## ELENCO COMPITI
- 1) Rispondi a queste domande sul brano sulle corse clandestine:
(a) In che giorno è avvenuto l'ultimo caso di controllo delle stalle?
(b) Quante persone sono state denunciate?
(c) Quale Paese viene indicato come esempio di provenienza dei farmaci importati clandestinamente?
- 2) Elenca, per favore, tutte le categorie di sostanze nominate nel brano sulle corse clandestine nella frase che comincia con "A volte sostanze dopanti".
- 3) Secondo il brano sulle corse clandestine, perché l'uso di questi farmaci è vietato o va strettamente controllato negli animali destinati alla macellazione?

L’ultimo caso, il 13 ottobre, quando guardie zoofile e carabinieri hanno controllato cinque stalle in via Belfiore, nel quartiere San Cristoforo, e identificato 15 cavalli forse coinvolti nelle corse clandestine. Sei persone sono state denunciate per maltrattamenti e detenzione di farmaci. «Medicinali sia veterinari che umani, spesso somministrati senza ricetta e d’importazione – spiega Palmeri – Sconosciuti o vietati in Italia, vengono importati clandestinamente da Paesi come la Romania. In modo autonomo o procurati da rivenditori catanesi compiacenti». A volte sostanze dopanti, più spesso antibiotici e cortisonici: «Antidolorifici e antinfiammatori che servono a mascherare le patologie causate dalle corse». Farmaci il cui utilizzo è comunque vietato o strettamente da controllare nel caso di animali destinati alla macellazione. Perché non fanno bene nemmeno agli esseri umani.

## DATI ARCHIVIATI
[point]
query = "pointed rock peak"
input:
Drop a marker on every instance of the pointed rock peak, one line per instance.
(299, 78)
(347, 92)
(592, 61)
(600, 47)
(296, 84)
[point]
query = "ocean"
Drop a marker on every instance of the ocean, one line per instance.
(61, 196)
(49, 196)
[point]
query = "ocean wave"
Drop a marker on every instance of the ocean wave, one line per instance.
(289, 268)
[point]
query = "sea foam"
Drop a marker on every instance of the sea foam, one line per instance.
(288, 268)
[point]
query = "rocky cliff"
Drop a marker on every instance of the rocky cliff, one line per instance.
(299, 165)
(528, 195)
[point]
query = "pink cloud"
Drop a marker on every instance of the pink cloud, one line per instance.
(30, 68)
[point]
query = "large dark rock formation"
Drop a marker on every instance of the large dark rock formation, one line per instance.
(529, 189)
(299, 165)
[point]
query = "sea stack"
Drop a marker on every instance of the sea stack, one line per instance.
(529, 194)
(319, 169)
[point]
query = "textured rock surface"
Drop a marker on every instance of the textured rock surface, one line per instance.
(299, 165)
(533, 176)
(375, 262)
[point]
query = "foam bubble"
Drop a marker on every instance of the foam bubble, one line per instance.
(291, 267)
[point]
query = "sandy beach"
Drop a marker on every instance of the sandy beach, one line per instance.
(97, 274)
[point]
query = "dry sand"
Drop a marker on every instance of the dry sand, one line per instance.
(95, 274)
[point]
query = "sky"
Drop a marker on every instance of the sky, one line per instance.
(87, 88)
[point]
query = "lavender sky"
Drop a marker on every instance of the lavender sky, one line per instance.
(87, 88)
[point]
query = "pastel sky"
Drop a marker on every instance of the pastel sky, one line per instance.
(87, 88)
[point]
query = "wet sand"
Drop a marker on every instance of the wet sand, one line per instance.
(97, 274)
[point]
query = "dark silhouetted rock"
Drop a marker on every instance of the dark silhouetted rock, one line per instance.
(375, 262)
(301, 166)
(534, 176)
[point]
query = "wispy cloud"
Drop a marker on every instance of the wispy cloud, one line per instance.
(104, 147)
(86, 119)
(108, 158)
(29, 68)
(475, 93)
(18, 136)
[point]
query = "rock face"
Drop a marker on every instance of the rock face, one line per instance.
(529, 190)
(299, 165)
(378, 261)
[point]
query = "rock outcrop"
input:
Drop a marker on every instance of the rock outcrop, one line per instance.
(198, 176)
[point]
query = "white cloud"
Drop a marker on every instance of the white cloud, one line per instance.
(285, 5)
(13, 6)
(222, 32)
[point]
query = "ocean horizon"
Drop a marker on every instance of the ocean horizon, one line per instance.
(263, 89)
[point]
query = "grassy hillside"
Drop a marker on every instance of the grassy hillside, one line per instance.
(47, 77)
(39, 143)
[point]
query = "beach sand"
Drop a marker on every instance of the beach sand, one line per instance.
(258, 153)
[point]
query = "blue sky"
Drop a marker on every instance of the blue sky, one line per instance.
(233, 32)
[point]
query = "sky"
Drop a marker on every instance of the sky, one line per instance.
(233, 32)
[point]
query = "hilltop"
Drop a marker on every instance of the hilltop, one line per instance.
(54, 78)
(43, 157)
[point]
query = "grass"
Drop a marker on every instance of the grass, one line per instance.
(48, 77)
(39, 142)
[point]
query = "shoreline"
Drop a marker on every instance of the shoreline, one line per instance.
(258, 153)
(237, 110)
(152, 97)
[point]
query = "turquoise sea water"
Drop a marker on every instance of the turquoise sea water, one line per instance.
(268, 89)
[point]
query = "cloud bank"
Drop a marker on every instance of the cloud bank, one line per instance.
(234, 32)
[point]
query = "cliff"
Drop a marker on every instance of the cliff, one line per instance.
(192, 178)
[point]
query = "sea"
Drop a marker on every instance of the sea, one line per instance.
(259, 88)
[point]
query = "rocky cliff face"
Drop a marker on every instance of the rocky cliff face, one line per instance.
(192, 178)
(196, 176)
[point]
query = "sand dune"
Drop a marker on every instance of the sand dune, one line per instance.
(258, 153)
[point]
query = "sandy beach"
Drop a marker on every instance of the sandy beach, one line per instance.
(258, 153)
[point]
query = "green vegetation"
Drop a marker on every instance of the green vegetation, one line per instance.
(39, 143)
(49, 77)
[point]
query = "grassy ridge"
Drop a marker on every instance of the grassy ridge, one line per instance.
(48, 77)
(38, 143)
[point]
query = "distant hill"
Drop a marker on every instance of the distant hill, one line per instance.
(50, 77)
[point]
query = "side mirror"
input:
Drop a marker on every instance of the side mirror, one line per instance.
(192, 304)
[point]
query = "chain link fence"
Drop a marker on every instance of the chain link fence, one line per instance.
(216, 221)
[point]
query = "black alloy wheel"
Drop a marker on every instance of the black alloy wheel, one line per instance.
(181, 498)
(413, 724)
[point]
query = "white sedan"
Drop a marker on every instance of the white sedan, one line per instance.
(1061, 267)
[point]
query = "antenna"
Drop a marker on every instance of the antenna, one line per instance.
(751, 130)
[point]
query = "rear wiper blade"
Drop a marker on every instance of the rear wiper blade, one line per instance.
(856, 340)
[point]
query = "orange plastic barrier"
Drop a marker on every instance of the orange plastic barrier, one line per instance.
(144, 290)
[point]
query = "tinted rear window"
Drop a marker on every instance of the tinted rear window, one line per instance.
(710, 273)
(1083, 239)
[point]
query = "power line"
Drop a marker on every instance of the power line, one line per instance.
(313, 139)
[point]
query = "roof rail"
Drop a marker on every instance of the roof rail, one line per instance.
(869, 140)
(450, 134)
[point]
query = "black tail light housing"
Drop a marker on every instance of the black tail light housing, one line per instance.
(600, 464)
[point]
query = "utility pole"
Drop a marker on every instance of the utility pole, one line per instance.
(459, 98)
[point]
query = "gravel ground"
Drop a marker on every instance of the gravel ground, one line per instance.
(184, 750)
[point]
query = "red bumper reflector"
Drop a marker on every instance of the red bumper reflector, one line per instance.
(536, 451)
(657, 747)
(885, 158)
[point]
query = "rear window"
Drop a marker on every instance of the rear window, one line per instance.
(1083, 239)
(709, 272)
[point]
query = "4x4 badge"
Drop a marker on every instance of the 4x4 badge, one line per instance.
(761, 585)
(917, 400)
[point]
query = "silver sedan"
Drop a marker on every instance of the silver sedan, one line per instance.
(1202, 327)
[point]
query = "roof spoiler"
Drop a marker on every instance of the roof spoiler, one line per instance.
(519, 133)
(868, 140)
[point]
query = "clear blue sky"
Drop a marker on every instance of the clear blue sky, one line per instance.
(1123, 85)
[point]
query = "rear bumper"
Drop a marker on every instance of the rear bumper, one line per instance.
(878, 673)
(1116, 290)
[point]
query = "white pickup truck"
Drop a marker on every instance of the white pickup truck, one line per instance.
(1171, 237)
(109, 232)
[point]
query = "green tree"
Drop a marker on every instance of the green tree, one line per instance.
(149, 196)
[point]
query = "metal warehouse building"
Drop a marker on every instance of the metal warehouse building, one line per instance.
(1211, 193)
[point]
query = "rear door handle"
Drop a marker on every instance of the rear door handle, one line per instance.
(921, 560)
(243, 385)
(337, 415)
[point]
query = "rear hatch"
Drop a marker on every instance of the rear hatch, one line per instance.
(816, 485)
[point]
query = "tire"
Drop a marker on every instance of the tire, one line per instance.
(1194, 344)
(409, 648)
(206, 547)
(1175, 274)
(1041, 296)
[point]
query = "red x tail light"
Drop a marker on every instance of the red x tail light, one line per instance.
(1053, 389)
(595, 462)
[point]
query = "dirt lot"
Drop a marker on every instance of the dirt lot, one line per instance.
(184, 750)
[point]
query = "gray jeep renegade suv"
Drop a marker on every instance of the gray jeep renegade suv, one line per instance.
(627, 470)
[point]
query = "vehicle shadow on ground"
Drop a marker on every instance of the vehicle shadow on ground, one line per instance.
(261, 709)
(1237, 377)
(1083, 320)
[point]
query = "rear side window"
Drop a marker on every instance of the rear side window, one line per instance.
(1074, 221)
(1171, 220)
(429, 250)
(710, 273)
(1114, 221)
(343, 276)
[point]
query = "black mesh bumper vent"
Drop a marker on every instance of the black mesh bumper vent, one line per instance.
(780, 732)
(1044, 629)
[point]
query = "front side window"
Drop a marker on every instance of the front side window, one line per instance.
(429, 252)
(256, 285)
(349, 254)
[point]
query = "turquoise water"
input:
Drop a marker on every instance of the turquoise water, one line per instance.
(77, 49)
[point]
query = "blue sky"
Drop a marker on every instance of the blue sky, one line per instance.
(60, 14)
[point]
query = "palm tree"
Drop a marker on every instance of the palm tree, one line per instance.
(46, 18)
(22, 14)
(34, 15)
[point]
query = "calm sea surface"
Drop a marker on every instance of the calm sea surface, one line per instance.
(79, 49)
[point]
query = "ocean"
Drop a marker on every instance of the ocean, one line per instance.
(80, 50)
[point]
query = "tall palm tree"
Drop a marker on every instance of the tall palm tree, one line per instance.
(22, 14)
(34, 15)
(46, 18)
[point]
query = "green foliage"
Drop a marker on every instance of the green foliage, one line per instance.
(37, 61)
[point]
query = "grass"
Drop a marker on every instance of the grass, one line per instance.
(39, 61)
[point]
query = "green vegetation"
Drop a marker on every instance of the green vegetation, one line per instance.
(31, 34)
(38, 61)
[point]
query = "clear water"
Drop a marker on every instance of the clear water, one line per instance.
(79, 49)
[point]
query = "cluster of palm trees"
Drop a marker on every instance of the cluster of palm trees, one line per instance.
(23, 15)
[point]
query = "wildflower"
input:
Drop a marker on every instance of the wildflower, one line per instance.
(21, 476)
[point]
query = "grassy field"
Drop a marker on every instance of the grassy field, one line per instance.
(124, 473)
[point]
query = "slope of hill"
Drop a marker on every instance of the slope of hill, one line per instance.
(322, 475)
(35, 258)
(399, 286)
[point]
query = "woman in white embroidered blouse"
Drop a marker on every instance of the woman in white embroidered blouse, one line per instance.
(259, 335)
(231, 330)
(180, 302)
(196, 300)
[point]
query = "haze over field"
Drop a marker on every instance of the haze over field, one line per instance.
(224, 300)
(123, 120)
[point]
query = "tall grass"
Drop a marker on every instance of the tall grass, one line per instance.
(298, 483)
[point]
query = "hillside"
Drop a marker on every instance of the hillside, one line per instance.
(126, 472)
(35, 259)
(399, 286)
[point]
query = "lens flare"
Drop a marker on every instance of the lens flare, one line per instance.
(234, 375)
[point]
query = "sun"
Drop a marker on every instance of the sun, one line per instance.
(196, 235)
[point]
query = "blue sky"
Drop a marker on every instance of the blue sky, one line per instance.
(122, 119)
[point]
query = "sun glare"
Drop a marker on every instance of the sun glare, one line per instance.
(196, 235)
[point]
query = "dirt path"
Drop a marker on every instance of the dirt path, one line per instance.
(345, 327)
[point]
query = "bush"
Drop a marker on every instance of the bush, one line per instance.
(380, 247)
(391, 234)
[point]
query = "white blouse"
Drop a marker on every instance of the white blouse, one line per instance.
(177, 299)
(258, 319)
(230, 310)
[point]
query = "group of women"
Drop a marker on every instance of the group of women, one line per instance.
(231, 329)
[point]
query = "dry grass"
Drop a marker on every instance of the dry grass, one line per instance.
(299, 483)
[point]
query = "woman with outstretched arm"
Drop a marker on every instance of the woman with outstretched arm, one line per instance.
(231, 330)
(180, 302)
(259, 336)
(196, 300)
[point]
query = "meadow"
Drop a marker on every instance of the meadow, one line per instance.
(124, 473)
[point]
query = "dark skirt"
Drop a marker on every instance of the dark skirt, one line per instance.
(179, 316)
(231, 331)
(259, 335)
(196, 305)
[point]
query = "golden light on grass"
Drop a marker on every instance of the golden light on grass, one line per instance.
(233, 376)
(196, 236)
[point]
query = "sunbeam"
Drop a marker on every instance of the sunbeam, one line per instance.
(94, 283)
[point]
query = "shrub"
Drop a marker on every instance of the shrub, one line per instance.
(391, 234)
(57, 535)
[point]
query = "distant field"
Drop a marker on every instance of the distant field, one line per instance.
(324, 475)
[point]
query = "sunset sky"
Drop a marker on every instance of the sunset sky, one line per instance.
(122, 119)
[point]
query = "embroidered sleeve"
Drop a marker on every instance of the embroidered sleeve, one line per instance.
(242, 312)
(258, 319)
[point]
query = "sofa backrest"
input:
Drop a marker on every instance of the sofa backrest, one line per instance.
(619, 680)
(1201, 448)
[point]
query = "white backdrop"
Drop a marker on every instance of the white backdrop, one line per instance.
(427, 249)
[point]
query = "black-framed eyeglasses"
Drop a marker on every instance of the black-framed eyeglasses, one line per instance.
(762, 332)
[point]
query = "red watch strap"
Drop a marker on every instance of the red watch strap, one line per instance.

## RISPOSTE AI COMPITI
- 1)
(a) Il 13 ottobre.
(b) Sei persone.
(c) La Romania.

- 2) Sostanze dopanti, antibiotici, cortisonici, antidolorifici, antinfiammatori.

- 3) Perché questi farmaci non fanno bene nemmeno agli esseri umani.